- **Work to be completed**
Transcribe the data below unchanged, from the line containing "Place one marker on every instance of the window" through the line containing "pixel 82 316", both ends included.

- **Records supplied**

───

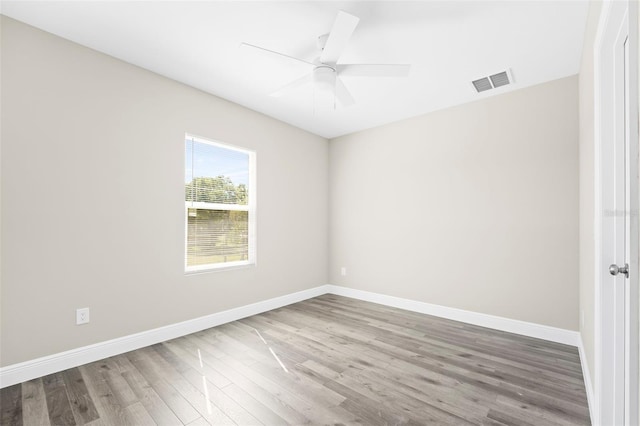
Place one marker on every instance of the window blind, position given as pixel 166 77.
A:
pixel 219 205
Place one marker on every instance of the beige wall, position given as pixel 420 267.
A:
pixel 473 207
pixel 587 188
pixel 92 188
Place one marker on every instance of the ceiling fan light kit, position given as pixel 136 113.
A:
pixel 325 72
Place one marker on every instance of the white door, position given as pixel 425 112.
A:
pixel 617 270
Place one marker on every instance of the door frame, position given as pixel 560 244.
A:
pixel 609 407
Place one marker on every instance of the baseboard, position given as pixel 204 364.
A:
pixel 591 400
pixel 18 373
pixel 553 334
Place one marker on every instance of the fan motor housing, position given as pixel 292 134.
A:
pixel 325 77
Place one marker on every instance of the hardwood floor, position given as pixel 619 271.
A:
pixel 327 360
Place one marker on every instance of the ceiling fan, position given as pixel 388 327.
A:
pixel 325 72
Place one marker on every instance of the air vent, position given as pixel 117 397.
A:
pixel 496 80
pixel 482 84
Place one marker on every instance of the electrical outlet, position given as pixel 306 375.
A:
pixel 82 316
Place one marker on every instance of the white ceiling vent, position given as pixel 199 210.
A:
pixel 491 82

───

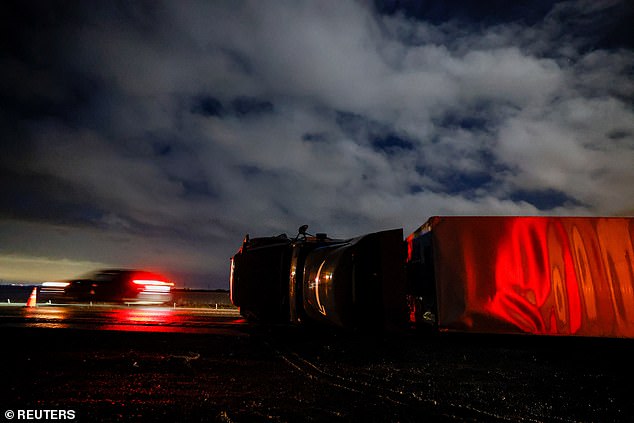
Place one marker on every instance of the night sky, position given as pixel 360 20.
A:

───

- **Final result**
Place one marker on every instance of the window blind, position given as pixel 166 77.
A:
pixel 219 205
Place one marker on every instance of the beige wall, position given as pixel 420 267.
A:
pixel 473 207
pixel 587 188
pixel 92 188
Place one marker on every instance of the ceiling fan light kit, position given as pixel 136 113.
A:
pixel 325 72
Place one marker on every instance of the white door, position given as pixel 425 112.
A:
pixel 617 270
Place one marker on every instance of the door frame, position given as pixel 560 244.
A:
pixel 609 407
Place one marker on every instance of the baseboard, position given as pixel 204 364.
A:
pixel 591 400
pixel 18 373
pixel 553 334
Place one marker on every instance of the fan motor housing, position given as pixel 292 134.
A:
pixel 325 77
Place one marker on every instance of the hardwood floor, position given as pixel 619 271.
A:
pixel 327 360
Place one marker on every instance of the ceiling fan, position given as pixel 388 327.
A:
pixel 325 72
Place one marker on every instance of the air vent, position given as pixel 117 397.
A:
pixel 496 80
pixel 482 84
Place one marker on every instance of the electrical outlet, position given as pixel 306 375.
A:
pixel 82 316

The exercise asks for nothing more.